--- begin Excerpted data ---

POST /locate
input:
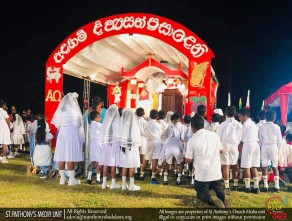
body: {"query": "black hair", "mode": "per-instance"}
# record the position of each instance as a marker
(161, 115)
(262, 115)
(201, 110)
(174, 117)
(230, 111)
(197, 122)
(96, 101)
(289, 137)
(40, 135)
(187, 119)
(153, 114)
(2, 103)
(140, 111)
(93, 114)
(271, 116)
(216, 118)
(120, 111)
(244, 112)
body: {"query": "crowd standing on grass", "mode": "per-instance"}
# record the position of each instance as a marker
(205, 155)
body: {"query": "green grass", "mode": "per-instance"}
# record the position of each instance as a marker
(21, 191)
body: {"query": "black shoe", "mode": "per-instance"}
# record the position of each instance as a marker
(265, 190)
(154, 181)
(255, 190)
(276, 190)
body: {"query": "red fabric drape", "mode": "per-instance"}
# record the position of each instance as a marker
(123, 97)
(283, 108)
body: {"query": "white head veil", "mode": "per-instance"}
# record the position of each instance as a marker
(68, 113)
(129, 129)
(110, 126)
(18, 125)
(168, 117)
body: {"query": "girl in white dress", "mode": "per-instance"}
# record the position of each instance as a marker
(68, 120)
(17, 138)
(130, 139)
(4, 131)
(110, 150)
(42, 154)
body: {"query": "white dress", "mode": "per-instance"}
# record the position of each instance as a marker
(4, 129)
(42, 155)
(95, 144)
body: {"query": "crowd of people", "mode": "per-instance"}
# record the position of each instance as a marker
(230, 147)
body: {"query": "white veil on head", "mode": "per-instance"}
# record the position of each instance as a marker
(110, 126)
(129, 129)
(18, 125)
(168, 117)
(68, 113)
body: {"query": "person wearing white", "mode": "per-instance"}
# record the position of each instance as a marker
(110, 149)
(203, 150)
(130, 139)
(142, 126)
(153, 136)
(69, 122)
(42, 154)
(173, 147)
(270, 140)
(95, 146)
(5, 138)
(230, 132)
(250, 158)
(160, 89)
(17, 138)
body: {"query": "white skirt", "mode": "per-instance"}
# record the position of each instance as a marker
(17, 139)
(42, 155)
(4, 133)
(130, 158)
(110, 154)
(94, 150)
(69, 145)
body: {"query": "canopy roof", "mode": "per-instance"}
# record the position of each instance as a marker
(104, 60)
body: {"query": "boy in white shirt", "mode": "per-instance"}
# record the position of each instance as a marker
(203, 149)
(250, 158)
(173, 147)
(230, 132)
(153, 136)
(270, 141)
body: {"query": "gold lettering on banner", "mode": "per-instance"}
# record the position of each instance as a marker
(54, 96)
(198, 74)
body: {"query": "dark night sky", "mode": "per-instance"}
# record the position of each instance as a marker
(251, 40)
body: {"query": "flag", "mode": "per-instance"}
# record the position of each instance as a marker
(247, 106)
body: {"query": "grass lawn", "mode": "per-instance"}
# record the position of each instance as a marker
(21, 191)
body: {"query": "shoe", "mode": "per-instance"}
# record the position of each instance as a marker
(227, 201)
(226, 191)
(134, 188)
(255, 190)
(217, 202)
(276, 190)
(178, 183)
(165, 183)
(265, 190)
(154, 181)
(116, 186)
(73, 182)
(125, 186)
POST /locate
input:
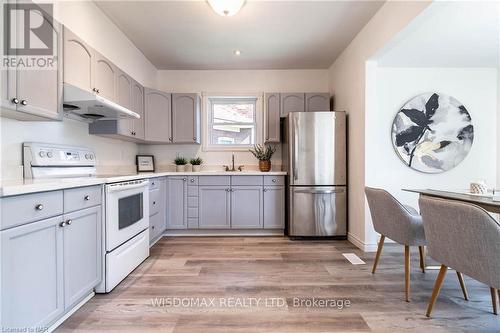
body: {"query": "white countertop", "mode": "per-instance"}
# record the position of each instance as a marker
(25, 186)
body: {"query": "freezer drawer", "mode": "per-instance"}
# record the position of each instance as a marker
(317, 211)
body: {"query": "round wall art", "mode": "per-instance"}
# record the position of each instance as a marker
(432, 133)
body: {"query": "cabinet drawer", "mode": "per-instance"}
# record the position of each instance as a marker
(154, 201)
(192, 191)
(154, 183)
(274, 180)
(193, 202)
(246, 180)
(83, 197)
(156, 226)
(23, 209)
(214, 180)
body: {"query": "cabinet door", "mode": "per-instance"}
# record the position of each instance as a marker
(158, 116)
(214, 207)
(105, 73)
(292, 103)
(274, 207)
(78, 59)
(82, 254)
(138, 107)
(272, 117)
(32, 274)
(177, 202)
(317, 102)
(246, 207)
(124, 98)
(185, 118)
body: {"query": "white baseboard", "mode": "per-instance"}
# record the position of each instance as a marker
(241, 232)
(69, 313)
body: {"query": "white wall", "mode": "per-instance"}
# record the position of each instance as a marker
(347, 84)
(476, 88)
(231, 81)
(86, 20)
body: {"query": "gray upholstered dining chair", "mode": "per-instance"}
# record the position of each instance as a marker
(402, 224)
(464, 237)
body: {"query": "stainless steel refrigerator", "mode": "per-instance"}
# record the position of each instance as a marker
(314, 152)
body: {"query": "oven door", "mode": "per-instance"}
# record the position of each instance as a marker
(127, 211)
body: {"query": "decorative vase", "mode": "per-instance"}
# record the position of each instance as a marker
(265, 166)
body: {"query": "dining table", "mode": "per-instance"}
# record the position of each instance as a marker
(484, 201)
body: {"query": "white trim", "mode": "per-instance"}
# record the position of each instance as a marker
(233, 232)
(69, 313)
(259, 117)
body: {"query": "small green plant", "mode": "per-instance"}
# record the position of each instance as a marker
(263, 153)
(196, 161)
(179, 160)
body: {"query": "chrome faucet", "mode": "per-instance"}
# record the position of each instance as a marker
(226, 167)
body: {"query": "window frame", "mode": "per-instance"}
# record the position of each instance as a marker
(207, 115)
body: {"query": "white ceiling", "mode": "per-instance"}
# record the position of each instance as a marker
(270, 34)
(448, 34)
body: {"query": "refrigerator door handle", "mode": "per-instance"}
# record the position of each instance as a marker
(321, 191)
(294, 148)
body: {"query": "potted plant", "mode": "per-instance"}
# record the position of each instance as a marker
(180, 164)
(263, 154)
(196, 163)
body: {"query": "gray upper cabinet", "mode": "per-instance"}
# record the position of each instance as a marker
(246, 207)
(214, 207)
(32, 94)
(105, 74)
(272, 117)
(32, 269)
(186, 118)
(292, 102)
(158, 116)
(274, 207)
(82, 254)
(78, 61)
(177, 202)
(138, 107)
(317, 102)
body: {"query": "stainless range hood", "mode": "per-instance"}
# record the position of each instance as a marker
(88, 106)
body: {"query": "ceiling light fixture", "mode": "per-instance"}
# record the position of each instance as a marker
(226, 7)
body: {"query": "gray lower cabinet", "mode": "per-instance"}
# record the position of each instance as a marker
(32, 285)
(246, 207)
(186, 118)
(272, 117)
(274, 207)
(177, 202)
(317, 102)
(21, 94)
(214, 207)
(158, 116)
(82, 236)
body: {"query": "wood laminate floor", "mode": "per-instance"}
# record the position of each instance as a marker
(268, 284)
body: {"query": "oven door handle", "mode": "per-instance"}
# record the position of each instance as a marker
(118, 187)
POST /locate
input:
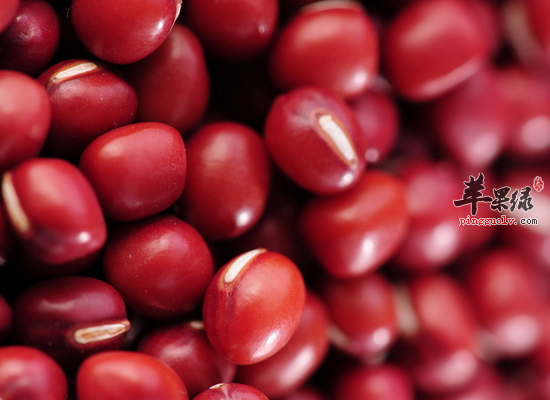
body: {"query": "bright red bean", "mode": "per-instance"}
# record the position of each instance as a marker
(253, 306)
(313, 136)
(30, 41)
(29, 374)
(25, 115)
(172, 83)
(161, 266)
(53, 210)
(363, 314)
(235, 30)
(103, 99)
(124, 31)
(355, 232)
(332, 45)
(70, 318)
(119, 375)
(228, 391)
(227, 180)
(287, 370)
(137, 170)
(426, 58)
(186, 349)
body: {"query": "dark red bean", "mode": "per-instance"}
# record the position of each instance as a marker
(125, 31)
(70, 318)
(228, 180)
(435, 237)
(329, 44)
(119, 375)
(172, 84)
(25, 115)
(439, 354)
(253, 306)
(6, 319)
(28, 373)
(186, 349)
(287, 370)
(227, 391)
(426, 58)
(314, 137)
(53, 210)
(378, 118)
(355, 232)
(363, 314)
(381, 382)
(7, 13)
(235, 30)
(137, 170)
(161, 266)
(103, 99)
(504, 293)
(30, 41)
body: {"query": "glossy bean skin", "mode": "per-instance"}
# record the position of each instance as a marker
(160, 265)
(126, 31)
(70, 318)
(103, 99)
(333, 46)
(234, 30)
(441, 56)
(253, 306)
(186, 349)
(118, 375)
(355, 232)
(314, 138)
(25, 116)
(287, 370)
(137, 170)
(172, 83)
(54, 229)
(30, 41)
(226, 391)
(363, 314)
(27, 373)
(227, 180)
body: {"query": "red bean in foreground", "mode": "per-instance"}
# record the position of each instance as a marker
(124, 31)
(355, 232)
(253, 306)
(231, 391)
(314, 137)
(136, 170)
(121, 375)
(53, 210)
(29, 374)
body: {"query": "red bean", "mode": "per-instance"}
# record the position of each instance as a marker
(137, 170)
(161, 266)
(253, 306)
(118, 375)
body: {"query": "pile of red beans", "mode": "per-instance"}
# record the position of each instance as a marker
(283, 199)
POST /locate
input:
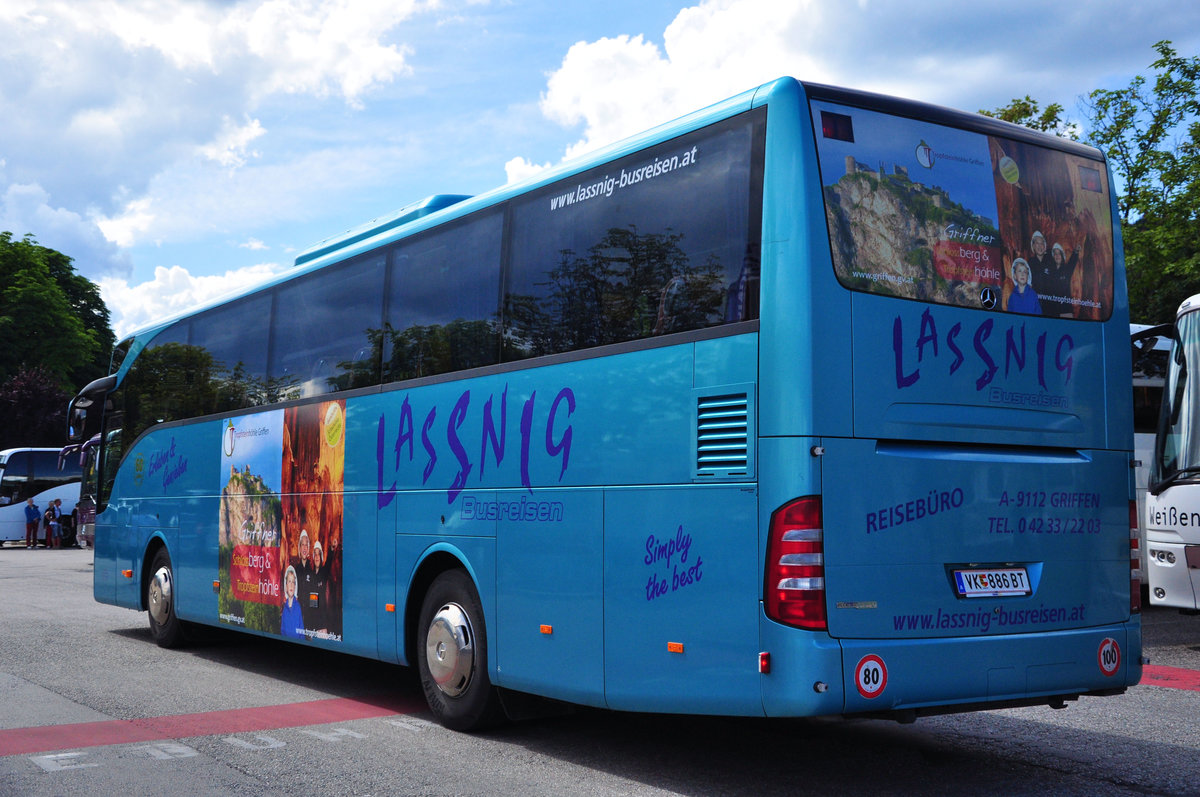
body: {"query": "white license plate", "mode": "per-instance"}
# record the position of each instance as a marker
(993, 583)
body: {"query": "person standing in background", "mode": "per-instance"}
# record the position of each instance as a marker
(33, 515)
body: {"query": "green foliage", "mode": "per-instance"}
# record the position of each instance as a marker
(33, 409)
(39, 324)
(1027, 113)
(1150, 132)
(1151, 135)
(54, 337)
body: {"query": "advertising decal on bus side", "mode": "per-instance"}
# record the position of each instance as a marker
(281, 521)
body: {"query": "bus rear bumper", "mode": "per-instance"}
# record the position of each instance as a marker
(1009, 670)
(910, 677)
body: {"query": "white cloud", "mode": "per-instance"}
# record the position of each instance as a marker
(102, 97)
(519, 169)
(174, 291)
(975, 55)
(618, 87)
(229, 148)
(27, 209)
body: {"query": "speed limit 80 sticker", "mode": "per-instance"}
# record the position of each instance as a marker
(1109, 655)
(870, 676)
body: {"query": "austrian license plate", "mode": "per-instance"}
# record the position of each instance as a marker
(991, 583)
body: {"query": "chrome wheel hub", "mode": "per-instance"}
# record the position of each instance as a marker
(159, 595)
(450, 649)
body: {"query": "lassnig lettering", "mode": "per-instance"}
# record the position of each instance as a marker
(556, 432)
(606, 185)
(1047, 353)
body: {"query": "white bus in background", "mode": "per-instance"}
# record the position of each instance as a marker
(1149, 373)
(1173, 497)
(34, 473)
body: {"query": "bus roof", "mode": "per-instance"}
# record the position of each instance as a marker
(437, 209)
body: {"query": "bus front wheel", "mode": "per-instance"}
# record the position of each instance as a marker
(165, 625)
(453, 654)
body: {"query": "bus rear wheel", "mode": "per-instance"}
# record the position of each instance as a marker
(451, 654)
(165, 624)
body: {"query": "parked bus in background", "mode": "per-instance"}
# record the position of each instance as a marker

--- end Excerpted data ---

**Written task:** Find every line in the items above that contains the string "standing" and copy each one. Matching is case-sensitive.

**Full answer:**
body: {"query": "crowd standing on grass", "mode": "per-instance"}
body: {"query": "person standing in background", "mode": "per-instance"}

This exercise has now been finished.